- TASK PROMPT
Please reproduce the records word for word, starting with the line that contains "Phrase: dark leaf" and continuing through the end of the records.
++++ SUPPLIED DATA ++++
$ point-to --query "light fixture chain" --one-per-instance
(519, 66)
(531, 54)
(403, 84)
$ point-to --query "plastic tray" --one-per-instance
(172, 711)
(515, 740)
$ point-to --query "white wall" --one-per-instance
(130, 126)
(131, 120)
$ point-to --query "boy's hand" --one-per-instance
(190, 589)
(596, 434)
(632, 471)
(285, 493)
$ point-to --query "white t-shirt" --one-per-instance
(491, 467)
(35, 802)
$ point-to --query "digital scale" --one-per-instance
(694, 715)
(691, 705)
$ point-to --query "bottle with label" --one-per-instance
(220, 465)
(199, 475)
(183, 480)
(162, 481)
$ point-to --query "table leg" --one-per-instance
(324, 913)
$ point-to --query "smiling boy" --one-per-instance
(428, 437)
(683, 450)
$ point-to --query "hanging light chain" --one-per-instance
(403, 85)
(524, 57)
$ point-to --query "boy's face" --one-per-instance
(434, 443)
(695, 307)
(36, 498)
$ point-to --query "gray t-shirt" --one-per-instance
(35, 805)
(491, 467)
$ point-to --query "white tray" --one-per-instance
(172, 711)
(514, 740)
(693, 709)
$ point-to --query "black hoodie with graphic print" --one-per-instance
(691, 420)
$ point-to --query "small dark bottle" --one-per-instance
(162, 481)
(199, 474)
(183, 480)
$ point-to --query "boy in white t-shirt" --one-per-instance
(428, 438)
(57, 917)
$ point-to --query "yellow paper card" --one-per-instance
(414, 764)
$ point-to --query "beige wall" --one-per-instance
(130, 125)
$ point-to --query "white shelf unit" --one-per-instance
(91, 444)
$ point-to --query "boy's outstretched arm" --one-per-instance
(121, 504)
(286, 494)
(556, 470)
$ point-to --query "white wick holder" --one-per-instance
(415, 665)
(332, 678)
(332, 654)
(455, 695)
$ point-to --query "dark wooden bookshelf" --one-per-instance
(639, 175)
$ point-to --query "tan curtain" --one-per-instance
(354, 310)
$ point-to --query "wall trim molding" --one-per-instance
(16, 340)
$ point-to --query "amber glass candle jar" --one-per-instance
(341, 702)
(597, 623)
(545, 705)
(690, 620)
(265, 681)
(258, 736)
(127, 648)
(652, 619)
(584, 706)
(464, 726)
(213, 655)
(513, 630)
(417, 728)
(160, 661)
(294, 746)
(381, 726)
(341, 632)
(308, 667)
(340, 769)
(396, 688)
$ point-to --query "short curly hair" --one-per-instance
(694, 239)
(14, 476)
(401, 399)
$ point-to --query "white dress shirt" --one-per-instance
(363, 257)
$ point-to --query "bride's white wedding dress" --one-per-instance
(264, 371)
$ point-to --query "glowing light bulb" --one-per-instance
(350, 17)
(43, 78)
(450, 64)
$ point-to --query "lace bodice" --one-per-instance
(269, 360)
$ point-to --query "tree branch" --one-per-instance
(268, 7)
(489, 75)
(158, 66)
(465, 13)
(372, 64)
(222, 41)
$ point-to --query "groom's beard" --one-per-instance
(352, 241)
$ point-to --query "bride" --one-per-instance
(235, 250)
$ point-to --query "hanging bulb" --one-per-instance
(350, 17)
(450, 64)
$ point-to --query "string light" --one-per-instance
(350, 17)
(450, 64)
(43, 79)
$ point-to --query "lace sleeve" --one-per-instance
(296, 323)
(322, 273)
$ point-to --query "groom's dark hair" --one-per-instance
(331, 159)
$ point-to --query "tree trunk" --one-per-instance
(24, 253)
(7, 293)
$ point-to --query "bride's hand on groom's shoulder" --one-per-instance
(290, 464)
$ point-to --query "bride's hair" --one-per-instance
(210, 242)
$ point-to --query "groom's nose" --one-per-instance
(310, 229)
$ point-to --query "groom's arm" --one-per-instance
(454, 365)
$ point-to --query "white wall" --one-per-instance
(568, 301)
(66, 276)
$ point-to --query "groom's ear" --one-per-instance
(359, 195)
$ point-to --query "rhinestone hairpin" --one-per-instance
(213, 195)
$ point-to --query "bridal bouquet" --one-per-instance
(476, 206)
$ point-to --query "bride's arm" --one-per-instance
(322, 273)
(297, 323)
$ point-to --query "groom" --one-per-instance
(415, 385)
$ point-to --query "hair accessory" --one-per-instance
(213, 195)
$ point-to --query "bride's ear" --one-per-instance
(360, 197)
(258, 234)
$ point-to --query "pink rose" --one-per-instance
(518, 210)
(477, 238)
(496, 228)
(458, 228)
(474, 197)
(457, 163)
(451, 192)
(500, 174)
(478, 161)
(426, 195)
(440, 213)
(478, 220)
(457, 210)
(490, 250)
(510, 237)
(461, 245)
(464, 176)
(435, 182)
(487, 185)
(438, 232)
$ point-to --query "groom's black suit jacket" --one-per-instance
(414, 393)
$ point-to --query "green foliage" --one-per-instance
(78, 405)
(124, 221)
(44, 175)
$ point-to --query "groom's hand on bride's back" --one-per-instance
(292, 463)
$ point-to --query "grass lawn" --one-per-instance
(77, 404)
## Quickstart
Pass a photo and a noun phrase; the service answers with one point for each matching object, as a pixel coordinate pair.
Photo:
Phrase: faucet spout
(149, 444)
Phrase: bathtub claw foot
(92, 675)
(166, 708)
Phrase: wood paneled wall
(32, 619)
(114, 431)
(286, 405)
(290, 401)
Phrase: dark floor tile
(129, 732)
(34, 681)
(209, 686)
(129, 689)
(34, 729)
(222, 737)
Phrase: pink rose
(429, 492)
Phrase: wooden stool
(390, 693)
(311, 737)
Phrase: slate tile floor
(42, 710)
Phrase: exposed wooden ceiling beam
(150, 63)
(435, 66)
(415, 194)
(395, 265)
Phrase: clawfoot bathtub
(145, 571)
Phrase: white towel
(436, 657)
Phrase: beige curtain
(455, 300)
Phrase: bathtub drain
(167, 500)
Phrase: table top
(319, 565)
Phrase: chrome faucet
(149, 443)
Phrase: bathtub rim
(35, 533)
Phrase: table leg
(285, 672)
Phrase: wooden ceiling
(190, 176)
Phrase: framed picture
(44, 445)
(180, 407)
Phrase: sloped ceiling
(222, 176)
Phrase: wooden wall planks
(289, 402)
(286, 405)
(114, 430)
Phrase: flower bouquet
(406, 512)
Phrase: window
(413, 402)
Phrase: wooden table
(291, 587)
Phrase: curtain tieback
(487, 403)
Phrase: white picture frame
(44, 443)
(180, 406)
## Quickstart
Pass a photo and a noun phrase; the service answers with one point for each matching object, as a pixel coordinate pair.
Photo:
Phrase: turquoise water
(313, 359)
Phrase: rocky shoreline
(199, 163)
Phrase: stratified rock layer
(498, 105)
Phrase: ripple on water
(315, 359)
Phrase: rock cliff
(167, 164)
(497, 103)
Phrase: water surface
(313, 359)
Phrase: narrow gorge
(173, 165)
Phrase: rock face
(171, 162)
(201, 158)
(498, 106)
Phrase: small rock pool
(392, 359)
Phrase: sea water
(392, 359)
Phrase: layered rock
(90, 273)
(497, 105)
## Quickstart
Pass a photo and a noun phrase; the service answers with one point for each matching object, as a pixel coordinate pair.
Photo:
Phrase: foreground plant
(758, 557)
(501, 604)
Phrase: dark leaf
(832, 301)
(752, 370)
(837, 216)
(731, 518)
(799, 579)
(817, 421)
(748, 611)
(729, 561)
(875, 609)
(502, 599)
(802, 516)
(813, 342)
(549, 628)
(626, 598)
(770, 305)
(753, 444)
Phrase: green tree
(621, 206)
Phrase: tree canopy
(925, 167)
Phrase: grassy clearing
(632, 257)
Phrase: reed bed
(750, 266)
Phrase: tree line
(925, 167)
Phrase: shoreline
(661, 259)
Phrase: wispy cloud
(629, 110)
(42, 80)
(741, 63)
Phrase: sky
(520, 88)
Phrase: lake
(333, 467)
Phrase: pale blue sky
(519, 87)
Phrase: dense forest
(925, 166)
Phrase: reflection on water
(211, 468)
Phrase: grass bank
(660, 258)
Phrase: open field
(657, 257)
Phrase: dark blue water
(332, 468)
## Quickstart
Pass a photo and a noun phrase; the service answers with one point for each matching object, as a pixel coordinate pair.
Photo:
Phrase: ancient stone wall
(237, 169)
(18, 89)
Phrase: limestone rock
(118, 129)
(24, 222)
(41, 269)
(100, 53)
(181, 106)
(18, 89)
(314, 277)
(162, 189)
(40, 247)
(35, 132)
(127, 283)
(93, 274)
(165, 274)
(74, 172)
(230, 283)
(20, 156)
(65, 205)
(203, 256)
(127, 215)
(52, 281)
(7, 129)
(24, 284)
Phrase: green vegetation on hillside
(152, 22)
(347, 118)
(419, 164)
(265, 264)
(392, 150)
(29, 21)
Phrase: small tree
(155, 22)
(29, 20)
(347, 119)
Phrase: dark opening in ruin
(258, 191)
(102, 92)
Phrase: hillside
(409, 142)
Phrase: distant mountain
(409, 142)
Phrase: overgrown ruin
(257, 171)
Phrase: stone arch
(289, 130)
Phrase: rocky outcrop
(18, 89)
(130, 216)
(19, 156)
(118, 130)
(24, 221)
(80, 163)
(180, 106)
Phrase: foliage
++++
- CORRECT OUTPUT
Phrase: dark leaf
(832, 301)
(752, 370)
(837, 216)
(731, 518)
(799, 579)
(817, 421)
(748, 611)
(729, 561)
(875, 609)
(502, 599)
(802, 516)
(813, 342)
(549, 628)
(626, 598)
(770, 305)
(753, 444)
Phrase: green tree
(621, 206)
Phrase: tree canopy
(925, 167)
Phrase: grassy clearing
(632, 257)
Phrase: reed bed
(750, 266)
Phrase: tree line
(925, 167)
Phrase: shoreline
(661, 259)
Phrase: wispy cloud
(629, 110)
(42, 80)
(741, 63)
Phrase: sky
(520, 88)
Phrase: lake
(333, 467)
Phrase: pale blue sky
(519, 87)
Phrase: dense forest
(925, 166)
Phrase: reflection on water
(211, 468)
Phrase: grass bank
(660, 258)
Phrase: open field
(657, 257)
Phrase: dark blue water
(332, 468)
## Quickstart
Pass a photo and a noun phrase; the service answers with one point for each matching object, as a pixel coordinate pair.
Photo:
Phrase: ancient stone wall
(237, 169)
(18, 89)
Phrase: limestone rock
(118, 129)
(24, 222)
(41, 269)
(100, 53)
(181, 106)
(18, 89)
(314, 277)
(162, 189)
(40, 247)
(35, 132)
(127, 283)
(93, 274)
(165, 274)
(74, 172)
(230, 283)
(20, 156)
(65, 205)
(203, 256)
(127, 215)
(52, 281)
(7, 129)
(24, 284)
Phrase: green vegetation on hillside
(152, 22)
(347, 118)
(419, 164)
(265, 264)
(392, 150)
(29, 21)
Phrase: small tree
(155, 22)
(29, 20)
(347, 119)
Phrase: dark opening in ruin
(258, 191)
(102, 92)
Phrase: hillside
(409, 142)
Phrase: distant mountain
(409, 142)
Phrase: overgrown ruin
(257, 171)
Phrase: stone arch
(289, 130)
Phrase: rocky outcrop
(18, 89)
(130, 216)
(19, 156)
(118, 130)
(24, 221)
(80, 163)
(180, 106)
Phrase: foliage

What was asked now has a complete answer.